[Task input — start]

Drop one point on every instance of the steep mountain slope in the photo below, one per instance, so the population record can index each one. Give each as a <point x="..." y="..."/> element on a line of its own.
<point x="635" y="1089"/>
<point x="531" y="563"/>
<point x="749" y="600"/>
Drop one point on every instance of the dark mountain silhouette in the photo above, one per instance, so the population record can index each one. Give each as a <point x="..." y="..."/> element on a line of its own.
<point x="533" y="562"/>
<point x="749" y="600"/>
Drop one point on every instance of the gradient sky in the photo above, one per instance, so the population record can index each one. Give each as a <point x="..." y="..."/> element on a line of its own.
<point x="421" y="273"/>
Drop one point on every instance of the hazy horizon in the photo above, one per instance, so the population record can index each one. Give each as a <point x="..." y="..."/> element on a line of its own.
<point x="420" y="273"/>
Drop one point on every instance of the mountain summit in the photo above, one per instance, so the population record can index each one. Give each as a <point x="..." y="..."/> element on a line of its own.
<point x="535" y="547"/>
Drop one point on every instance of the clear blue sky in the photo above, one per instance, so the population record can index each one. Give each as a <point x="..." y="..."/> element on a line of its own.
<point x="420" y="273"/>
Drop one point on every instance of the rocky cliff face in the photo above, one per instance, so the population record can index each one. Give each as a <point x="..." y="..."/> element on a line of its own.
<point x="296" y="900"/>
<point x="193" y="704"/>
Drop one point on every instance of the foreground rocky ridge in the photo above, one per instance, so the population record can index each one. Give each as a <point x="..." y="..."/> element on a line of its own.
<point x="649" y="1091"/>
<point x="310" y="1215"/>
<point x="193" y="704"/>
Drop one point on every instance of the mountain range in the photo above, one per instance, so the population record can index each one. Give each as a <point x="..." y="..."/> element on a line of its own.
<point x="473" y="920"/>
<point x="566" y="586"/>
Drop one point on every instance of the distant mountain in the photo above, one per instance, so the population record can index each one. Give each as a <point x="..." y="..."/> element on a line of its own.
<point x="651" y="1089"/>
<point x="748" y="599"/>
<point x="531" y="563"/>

[Task input — finish]

#### Requirement:
Write out all of the records above exactly as they appear.

#### Exercise output:
Drop one point on every instance of the steep mountain slope in the photo below, one per instance, so the population record can index each one. Give each as a <point x="..." y="..."/> element on a line of its own.
<point x="635" y="1089"/>
<point x="531" y="563"/>
<point x="749" y="600"/>
Drop one point on every instance of the dark mountain silhouette in the photo above, one per instance, so the population record can index each one. Give each as a <point x="..." y="..."/> element on a line of its own.
<point x="533" y="562"/>
<point x="749" y="600"/>
Drop one point on every instance of the gradient sky in the photo above, one per instance, so the population record can index each one. Give each as a <point x="..." y="..."/> element on a line of its own.
<point x="421" y="273"/>
Drop one point on every instance of the hazy horizon in the photo above, one per instance, so the population record can index each one. Give each as a <point x="..." y="..."/> element on a line of its own.
<point x="420" y="273"/>
Drop one point on every instance of the mountain summit in the photo above, one per instance, so the population record can index each one. Give each as a <point x="..." y="..."/> element on a line of its own.
<point x="535" y="547"/>
Drop one point on every instance of the clear blue sky in the photo above, one per instance, so the population record can index each one. Give each as a <point x="..." y="..."/> element on a line of its own.
<point x="420" y="273"/>
Drop one point on every instance of the rocky cliff face in the photo above, one per instance, so the population record can index each one. Give each as a <point x="..." y="..."/> element on a line of its own.
<point x="296" y="900"/>
<point x="193" y="704"/>
Drop one point on every instance of the foreground rocky ridge in the photo above, one per instance, so the population record can index each one. Give each as a <point x="..." y="..."/> element on a line of its own.
<point x="649" y="1091"/>
<point x="310" y="1215"/>
<point x="193" y="704"/>
Drop one point on every instance of the mountain range in the photo above, one per instance, so the population record can index each one. Give each as a <point x="..." y="..."/> element on a line of its own.
<point x="473" y="920"/>
<point x="566" y="586"/>
Drop one point on every instance of the distant mountain in the photo above, one per instance, so the population record can index each one. Give each as a <point x="..." y="..."/> element on a line of its own.
<point x="651" y="1089"/>
<point x="748" y="599"/>
<point x="531" y="563"/>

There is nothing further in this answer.